___ INPUT ___

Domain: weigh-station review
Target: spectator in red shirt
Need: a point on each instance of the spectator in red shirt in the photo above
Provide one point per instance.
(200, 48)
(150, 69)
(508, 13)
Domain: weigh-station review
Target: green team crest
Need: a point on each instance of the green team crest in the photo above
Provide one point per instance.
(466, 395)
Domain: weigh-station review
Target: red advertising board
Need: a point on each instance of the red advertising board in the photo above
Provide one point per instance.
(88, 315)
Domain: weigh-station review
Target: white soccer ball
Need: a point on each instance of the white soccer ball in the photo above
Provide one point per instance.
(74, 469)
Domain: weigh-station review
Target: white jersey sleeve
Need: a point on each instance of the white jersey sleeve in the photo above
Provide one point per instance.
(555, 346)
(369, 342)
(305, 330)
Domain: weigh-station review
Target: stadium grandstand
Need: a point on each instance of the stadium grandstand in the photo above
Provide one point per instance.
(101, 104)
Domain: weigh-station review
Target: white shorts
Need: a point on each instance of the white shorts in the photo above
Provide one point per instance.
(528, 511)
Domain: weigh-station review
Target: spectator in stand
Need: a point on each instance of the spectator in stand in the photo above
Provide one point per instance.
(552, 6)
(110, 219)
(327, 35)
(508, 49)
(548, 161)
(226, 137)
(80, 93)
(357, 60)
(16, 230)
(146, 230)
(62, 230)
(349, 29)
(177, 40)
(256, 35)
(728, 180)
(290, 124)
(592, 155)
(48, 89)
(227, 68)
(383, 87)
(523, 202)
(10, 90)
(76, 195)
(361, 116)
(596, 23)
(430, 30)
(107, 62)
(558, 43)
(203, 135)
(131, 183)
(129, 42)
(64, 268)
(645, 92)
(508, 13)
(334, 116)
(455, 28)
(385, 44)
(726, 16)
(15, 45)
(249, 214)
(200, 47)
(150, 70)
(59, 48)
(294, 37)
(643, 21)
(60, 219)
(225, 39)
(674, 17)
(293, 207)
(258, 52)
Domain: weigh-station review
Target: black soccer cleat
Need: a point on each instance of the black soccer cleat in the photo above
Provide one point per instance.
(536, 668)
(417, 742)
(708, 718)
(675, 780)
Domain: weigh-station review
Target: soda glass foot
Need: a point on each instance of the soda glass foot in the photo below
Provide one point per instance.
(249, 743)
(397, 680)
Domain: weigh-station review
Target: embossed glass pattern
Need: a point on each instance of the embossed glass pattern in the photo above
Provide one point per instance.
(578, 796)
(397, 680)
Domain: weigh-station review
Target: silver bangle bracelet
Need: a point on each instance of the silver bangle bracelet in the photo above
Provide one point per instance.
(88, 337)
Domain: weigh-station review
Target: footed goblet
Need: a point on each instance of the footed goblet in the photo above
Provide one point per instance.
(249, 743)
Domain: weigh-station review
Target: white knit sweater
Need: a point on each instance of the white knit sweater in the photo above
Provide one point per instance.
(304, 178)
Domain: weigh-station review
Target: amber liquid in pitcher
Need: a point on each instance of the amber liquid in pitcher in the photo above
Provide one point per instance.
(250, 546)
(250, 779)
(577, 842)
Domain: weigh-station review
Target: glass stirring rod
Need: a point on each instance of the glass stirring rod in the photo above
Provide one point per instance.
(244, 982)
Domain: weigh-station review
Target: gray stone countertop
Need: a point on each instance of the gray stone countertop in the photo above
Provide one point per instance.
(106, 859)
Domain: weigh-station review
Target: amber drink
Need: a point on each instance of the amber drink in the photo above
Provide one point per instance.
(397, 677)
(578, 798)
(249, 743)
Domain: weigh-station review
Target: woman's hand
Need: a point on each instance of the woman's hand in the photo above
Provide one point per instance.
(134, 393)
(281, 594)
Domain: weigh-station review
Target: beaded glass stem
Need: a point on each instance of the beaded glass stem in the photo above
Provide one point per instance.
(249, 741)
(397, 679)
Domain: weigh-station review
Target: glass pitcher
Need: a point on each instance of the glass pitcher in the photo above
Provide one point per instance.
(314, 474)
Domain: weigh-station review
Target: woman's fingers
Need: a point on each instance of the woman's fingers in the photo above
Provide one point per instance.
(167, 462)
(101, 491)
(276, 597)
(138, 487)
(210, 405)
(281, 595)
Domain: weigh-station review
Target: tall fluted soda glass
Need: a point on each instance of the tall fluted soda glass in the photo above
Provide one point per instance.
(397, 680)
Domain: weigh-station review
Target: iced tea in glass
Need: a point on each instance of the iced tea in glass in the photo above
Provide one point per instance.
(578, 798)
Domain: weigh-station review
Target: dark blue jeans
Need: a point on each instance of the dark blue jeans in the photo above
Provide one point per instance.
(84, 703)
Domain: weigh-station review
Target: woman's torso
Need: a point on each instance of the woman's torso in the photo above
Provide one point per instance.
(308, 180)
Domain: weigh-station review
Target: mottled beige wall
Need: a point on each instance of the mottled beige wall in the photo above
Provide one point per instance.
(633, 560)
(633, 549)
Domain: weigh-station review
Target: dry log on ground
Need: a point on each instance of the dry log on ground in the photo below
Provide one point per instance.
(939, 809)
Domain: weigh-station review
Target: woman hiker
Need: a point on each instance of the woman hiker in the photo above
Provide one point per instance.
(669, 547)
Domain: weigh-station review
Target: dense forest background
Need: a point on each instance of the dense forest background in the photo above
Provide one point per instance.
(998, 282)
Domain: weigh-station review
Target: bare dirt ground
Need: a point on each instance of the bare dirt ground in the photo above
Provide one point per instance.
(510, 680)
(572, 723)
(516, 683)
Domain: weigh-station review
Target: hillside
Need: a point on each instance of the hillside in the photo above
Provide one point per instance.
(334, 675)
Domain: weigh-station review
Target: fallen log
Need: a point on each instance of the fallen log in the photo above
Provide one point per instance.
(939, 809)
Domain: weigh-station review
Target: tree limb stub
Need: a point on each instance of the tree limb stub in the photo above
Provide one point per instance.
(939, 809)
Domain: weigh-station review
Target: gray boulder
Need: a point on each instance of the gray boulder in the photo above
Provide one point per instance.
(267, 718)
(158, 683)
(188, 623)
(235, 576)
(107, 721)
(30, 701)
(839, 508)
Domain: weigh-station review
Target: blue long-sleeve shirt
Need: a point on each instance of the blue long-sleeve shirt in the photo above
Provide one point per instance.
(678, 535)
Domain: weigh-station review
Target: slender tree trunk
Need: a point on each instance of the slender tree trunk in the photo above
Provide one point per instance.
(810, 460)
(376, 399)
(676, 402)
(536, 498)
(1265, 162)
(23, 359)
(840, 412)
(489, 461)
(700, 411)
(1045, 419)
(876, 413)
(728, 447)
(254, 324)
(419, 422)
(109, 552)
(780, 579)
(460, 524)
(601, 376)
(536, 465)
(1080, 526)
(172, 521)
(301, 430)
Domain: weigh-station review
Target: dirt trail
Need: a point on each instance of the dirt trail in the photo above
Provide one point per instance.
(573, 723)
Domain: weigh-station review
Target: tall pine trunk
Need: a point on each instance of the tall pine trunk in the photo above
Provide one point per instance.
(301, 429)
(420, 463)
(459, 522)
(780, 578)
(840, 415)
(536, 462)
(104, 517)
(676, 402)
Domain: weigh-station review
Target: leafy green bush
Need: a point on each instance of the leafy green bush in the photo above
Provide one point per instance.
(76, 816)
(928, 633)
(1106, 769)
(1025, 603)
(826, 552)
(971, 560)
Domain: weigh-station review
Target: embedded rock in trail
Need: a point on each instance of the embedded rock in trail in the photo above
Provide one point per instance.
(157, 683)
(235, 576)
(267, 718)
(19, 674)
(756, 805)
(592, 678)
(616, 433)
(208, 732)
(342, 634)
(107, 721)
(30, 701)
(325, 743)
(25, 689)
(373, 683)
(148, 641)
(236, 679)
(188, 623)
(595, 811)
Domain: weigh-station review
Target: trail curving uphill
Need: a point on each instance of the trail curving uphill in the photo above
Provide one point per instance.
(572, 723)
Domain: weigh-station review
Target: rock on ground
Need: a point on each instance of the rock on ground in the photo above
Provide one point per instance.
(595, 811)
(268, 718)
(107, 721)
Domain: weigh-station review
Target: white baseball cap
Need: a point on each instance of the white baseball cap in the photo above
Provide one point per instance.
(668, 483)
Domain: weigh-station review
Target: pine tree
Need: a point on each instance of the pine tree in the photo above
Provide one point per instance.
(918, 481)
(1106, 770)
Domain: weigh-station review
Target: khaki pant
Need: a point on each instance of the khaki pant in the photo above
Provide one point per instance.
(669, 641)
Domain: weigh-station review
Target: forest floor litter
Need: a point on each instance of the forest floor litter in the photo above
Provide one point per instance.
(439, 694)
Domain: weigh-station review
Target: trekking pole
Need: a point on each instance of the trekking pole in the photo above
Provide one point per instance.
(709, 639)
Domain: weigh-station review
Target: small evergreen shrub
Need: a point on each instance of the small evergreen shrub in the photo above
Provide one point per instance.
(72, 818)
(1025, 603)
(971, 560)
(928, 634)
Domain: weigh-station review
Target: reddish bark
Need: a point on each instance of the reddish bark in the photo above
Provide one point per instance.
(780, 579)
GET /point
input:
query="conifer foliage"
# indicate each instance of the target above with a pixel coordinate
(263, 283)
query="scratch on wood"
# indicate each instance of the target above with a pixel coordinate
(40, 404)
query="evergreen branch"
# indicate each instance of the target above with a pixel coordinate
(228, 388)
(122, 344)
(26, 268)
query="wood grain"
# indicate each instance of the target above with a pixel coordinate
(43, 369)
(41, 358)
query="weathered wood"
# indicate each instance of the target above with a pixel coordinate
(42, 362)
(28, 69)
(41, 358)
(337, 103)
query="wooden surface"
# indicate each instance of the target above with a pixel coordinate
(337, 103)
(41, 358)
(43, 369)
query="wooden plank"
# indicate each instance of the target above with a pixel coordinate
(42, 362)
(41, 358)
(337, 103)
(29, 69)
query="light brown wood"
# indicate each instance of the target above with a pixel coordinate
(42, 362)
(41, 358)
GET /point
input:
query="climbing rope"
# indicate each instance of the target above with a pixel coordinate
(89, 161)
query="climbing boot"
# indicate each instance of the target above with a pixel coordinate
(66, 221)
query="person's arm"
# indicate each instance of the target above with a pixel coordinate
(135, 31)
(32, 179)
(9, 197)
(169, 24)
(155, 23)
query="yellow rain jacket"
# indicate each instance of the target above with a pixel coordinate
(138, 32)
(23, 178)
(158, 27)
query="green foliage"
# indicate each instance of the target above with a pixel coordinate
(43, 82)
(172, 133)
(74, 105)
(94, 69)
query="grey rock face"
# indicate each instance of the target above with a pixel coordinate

___

*PROBLEM*
From the first line above through the line that contains "Need: a point on each instance of the green", quote each line exactly. Output nothing more.

*SOLUTION BELOW*
Domain: weigh-station review
Target: spectator in red shirt
Need: a point on each instance of the spectator in red shirt in the photo above
Provide one point per instance.
(200, 48)
(150, 69)
(508, 13)
Domain: weigh-station review
Target: green team crest
Need: a point on each instance of the green team crest in the photo above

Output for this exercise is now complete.